- [DO THIS]: Please show every line in the entries that contains the word "wooden".

- [RECORDS FOR PROCESSING]:

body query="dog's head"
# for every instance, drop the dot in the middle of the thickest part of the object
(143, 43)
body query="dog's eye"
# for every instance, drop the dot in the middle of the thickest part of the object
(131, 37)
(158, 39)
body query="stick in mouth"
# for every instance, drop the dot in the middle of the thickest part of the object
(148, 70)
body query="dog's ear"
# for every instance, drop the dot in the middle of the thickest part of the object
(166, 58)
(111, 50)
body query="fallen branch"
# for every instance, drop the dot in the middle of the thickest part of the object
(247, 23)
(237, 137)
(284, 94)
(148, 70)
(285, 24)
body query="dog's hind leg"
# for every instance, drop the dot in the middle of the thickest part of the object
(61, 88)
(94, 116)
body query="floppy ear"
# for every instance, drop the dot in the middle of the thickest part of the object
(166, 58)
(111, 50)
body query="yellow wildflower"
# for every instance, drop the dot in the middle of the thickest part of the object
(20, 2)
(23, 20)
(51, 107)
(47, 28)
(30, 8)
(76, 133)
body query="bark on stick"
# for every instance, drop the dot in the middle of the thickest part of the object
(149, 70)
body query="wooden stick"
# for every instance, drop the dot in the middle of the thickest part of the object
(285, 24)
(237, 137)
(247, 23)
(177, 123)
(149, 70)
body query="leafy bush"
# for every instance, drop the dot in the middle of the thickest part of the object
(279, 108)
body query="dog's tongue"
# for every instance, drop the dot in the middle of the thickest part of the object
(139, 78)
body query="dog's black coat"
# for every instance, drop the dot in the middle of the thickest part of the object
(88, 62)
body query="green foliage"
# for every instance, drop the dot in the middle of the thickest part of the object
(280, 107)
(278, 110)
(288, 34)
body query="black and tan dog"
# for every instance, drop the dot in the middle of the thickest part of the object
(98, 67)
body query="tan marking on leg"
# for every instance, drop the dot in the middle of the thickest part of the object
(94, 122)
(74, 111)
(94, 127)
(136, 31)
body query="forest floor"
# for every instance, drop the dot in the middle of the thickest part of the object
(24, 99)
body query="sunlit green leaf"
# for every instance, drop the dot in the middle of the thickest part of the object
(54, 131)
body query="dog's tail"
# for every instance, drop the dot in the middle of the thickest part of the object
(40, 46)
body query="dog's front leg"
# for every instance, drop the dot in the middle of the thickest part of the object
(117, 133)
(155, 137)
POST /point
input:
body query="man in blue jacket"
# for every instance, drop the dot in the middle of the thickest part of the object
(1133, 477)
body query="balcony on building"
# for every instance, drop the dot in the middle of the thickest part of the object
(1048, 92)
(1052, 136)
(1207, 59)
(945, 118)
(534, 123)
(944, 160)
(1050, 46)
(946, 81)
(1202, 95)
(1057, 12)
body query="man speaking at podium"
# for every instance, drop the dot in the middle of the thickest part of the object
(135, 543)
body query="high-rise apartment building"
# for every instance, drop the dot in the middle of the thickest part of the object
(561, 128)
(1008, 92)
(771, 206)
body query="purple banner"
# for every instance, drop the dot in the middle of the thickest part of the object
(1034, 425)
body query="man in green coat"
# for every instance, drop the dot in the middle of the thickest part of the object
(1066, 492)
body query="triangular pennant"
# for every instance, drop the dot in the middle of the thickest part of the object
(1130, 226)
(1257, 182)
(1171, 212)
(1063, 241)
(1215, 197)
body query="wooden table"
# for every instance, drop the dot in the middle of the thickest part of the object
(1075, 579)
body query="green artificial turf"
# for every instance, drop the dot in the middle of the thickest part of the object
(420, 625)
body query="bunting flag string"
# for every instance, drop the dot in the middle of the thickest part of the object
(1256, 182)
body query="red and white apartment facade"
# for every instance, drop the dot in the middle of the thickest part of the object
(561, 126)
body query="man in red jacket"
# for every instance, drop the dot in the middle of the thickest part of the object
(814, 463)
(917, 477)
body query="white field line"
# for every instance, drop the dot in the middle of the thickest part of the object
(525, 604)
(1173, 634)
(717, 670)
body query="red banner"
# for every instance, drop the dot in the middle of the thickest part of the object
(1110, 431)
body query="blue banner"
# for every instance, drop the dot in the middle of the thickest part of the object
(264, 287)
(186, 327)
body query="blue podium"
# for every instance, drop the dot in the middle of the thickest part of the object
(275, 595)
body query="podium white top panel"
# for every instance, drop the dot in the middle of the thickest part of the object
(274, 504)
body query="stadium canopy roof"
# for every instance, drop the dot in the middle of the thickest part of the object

- [TASK RESPONSE]:
body query="wooden stick"
body query="wooden table"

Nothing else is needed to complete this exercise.